-- Opening Marker --
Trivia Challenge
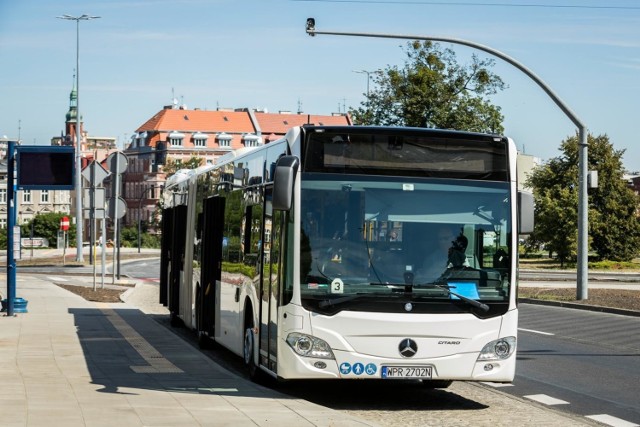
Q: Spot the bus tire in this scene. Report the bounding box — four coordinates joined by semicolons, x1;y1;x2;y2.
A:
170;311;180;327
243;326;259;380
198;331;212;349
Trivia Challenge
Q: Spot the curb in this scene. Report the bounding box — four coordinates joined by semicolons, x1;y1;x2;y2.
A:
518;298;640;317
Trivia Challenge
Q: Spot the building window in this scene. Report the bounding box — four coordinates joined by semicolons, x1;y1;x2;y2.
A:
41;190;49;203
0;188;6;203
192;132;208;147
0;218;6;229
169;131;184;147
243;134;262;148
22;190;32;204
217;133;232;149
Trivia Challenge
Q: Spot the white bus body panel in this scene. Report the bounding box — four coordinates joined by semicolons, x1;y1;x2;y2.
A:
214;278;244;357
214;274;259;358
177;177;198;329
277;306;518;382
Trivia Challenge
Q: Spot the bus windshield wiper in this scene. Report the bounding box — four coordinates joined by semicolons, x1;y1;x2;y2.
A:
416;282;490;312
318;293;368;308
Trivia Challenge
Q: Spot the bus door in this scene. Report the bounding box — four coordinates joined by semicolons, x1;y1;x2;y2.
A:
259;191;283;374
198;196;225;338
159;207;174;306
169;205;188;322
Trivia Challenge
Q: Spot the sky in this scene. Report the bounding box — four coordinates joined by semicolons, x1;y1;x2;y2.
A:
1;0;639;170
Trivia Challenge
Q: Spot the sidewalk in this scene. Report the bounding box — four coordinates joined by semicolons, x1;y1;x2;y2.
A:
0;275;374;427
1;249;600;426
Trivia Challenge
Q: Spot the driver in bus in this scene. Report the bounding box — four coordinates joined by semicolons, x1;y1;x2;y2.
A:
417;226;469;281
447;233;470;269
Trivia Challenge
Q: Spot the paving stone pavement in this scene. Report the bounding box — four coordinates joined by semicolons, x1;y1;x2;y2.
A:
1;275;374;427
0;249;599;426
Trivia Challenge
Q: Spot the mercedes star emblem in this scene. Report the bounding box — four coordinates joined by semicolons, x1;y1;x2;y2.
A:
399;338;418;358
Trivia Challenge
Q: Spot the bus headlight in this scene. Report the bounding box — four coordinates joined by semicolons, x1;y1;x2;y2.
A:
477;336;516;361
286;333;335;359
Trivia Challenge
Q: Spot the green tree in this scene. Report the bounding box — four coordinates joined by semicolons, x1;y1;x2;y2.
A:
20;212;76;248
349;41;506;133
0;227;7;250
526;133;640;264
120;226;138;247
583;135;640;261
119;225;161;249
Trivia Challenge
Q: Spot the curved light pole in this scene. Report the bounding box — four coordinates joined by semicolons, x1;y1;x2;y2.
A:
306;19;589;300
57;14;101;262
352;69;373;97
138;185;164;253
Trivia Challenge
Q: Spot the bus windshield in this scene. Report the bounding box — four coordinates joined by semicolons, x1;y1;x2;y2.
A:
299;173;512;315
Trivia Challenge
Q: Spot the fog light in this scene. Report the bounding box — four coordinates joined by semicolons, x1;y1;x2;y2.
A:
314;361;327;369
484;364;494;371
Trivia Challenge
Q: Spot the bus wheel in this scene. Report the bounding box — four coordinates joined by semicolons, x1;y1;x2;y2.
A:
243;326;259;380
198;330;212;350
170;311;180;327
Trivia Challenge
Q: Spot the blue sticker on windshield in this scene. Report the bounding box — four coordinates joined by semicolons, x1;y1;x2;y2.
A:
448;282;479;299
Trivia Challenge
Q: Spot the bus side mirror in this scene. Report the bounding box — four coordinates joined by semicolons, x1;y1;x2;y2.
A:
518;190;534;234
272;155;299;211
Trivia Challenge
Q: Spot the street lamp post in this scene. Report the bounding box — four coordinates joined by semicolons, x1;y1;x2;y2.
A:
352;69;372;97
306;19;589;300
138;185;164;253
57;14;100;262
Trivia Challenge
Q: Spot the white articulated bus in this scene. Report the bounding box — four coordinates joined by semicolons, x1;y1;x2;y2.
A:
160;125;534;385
-- Closing Marker --
-- Opening Marker --
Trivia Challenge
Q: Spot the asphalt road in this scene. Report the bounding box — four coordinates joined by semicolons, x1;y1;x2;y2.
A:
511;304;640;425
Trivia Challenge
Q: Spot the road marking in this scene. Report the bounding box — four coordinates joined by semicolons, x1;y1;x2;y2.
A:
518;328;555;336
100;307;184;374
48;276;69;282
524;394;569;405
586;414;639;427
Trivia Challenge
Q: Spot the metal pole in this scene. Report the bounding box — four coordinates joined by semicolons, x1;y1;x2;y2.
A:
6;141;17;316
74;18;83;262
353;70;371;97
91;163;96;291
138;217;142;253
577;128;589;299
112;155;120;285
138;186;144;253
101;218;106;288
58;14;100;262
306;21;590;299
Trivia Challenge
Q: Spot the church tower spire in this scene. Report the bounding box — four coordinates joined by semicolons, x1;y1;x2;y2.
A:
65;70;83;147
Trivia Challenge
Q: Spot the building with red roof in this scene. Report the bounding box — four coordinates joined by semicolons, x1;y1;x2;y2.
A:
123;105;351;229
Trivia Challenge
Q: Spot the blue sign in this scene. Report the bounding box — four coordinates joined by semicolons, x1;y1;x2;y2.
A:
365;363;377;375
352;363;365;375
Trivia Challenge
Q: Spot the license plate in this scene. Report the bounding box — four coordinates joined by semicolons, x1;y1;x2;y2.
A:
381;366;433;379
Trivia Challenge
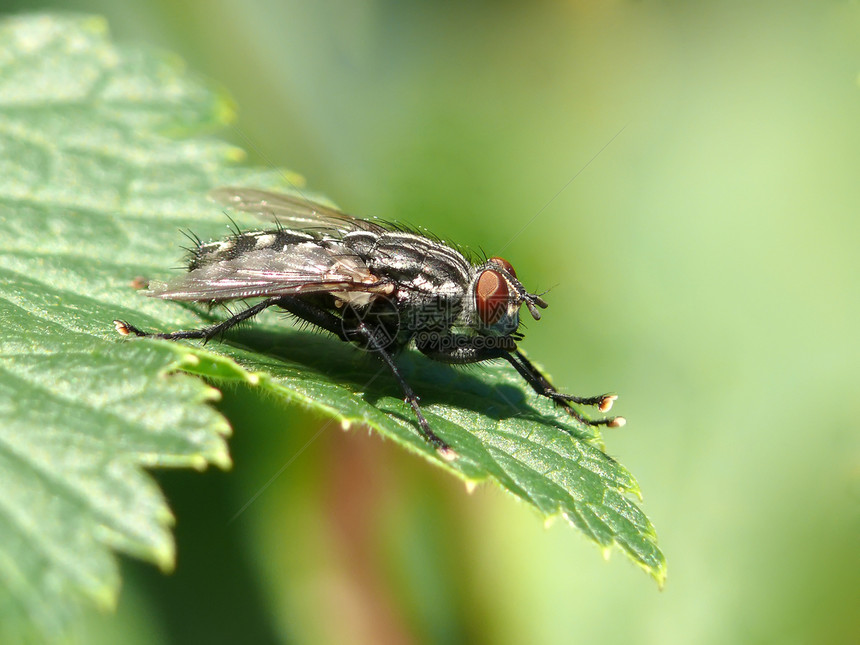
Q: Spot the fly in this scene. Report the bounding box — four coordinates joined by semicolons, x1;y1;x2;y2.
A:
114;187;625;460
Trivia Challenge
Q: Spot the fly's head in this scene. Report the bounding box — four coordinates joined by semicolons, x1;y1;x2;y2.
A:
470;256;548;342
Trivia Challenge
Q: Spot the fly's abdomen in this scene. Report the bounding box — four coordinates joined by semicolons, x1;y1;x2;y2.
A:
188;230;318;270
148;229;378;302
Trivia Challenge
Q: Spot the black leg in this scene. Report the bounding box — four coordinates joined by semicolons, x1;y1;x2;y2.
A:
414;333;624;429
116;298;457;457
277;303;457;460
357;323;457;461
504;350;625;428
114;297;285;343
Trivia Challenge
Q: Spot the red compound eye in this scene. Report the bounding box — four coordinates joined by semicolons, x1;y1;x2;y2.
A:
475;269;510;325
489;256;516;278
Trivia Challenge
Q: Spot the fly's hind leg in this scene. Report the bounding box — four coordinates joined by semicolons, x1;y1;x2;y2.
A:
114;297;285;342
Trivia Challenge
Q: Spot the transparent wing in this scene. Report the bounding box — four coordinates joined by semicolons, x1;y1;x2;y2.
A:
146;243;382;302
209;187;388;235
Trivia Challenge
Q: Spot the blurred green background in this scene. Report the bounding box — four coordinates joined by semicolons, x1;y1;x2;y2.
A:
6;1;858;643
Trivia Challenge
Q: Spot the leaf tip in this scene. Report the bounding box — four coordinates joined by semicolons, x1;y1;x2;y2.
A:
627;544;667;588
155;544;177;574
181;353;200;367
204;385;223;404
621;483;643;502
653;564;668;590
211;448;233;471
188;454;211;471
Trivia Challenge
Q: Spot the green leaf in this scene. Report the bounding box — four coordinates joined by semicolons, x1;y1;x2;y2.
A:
-- Closing Marker --
-- Opening Marker --
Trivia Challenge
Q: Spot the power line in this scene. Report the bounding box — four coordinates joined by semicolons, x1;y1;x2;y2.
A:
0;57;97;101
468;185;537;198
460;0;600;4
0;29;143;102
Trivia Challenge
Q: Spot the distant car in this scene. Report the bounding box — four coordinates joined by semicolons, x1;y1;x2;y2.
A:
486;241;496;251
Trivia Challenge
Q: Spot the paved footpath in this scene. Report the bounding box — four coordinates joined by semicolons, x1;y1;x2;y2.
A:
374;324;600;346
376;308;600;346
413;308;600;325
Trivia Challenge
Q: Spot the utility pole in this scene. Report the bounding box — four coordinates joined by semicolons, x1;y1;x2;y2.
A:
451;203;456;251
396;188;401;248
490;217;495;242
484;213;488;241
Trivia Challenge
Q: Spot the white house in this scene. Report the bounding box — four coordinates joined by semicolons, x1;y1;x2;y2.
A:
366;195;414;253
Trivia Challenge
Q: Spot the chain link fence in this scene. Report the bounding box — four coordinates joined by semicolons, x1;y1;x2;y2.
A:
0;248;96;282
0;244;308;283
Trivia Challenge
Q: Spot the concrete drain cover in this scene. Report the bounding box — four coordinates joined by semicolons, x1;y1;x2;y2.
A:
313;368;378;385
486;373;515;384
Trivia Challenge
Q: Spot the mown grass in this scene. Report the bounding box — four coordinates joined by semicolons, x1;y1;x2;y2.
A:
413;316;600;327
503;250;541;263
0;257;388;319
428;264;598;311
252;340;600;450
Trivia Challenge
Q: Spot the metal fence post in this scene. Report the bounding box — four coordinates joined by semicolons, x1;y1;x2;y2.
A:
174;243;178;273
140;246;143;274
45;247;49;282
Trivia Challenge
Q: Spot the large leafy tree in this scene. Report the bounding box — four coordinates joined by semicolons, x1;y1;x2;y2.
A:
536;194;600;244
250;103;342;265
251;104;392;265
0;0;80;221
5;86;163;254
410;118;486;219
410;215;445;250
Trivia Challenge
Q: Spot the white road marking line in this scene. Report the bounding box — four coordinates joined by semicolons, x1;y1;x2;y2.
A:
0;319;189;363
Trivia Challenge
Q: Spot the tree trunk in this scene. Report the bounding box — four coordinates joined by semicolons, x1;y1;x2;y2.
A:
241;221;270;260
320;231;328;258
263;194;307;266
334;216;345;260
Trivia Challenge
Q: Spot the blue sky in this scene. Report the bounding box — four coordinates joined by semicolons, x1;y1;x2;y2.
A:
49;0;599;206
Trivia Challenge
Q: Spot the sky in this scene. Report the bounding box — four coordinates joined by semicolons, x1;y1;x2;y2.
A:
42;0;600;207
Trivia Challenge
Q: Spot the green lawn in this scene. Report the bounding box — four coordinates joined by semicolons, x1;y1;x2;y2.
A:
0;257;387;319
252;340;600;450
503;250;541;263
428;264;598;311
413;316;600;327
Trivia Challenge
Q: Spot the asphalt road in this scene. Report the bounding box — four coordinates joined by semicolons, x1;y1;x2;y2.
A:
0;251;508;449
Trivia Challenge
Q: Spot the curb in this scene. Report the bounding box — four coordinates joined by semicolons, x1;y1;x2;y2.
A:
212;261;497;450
-- Closing Marker --
▸ **Task**: Where the string "white" occurs in a line of the listing, copy the line.

▸ **Result of the task**:
Q: Spot the white bus body panel in this scene. Report the bounding box — four coordinates joined by semicolons, x1;y1;x2;y2.
Q: Spot the white articulated bus in this scene. Report the bounding box — four coordinates joined by semicolons, x1;y1;x2;y2.
Q: Spot the white house in this scene. Report the bounding box — four coordinates joined by semicolons, x1;y1;x2;y2.
Q: Spot the white road marking line in this scene. Report the bounding box — four coordinates joined by semicolons, x1;y1;x2;y2.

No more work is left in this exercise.